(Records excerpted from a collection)
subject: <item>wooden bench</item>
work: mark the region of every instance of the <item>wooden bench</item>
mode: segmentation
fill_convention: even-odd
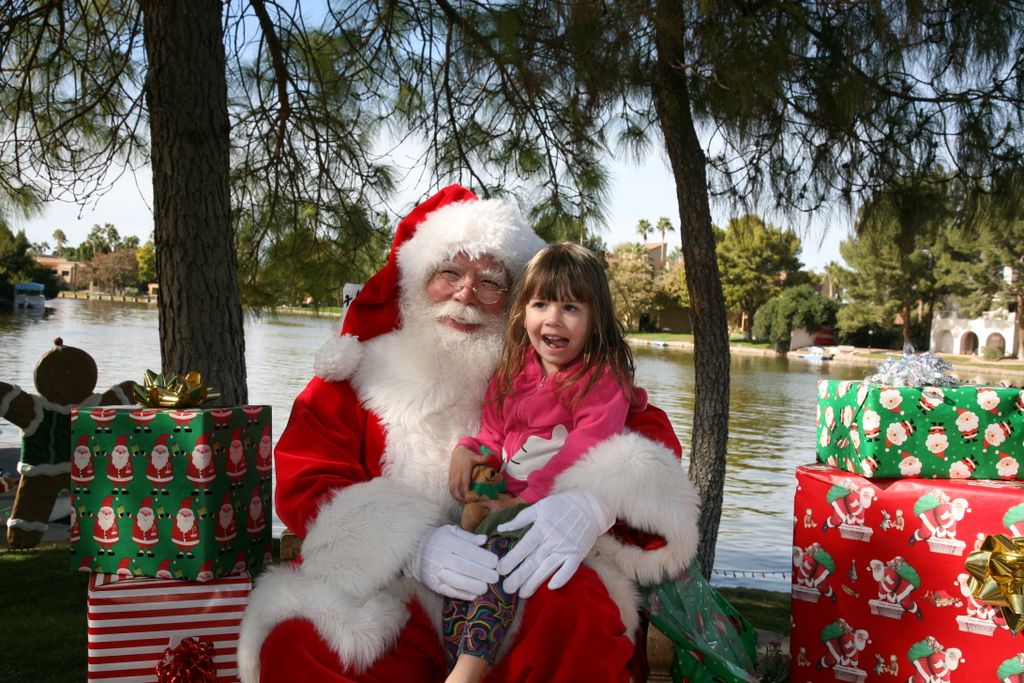
[[[285,529],[281,534],[281,561],[290,562],[299,556],[302,541],[291,531]],[[656,628],[647,629],[647,665],[651,669],[648,681],[671,681],[669,668],[675,650],[672,641]]]

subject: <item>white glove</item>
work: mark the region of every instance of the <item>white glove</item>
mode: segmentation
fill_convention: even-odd
[[[405,567],[405,573],[449,598],[472,600],[498,582],[498,556],[480,546],[481,534],[447,524],[430,532]]]
[[[548,588],[561,588],[579,569],[597,537],[614,523],[611,511],[586,491],[556,493],[537,501],[498,526],[498,531],[505,532],[533,524],[498,564],[498,571],[508,574],[502,587],[528,598],[554,574]]]

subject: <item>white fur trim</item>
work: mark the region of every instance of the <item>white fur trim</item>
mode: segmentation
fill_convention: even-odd
[[[518,276],[543,246],[519,210],[509,204],[496,199],[448,204],[429,214],[399,248],[402,288],[423,286],[438,263],[460,252],[470,258],[489,254]]]
[[[328,382],[352,376],[363,358],[363,345],[350,334],[334,335],[320,347],[313,359],[313,372]]]
[[[274,626],[310,620],[338,657],[359,670],[394,645],[417,582],[402,567],[438,525],[440,511],[386,477],[353,484],[321,509],[302,544],[302,564],[257,579],[238,642],[242,681],[259,680],[259,652]]]
[[[61,474],[67,474],[70,471],[70,462],[43,463],[42,465],[29,465],[27,462],[18,463],[18,474],[25,477],[56,477]]]
[[[10,387],[10,391],[3,396],[0,396],[0,417],[7,414],[7,409],[11,407],[11,401],[16,399],[22,393],[21,387],[17,384],[11,384]]]
[[[657,583],[689,565],[697,551],[700,501],[669,449],[639,434],[620,434],[591,448],[555,481],[555,491],[597,496],[631,527],[659,534],[666,545],[643,550],[609,534],[594,551],[639,583]],[[614,597],[614,596],[613,596]]]
[[[46,522],[29,522],[17,517],[10,517],[7,519],[7,528],[20,529],[22,531],[46,531],[48,527]]]

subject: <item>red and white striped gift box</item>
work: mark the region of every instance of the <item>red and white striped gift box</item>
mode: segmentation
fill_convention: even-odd
[[[197,583],[93,574],[88,680],[152,683],[164,651],[190,636],[213,645],[219,682],[238,680],[235,649],[251,589],[248,576]]]

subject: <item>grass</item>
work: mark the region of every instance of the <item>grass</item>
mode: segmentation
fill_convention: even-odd
[[[89,577],[71,571],[68,544],[0,548],[0,576],[6,651],[0,658],[0,681],[84,681]],[[721,593],[756,628],[789,633],[788,594],[748,588],[723,588]]]

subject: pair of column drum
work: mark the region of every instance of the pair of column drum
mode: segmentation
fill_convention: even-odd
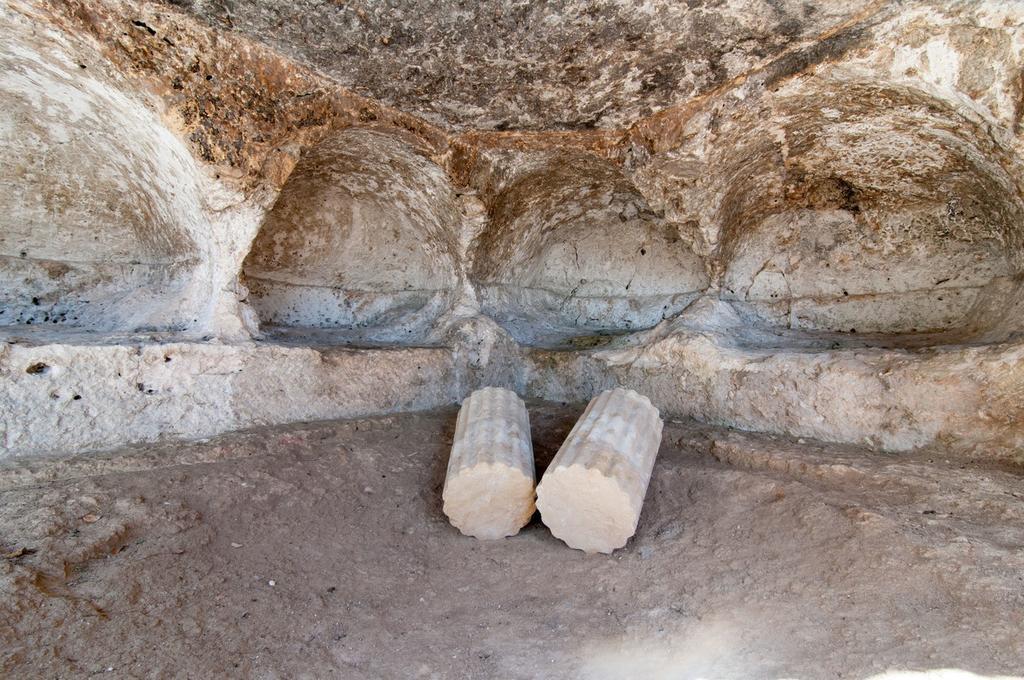
[[[462,533],[503,538],[533,515],[570,547],[610,553],[636,531],[662,422],[647,397],[617,388],[587,405],[534,489],[530,417],[510,390],[462,404],[444,482],[444,513]]]

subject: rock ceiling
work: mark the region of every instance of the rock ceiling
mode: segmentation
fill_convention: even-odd
[[[165,1],[456,130],[628,127],[885,4]]]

** Problem statement **
Go through the records and show every line with the string "wooden" in it.

** Answer space **
subject: <item>wooden bench</item>
work: mark the region of every instance of the <item>wooden bench</item>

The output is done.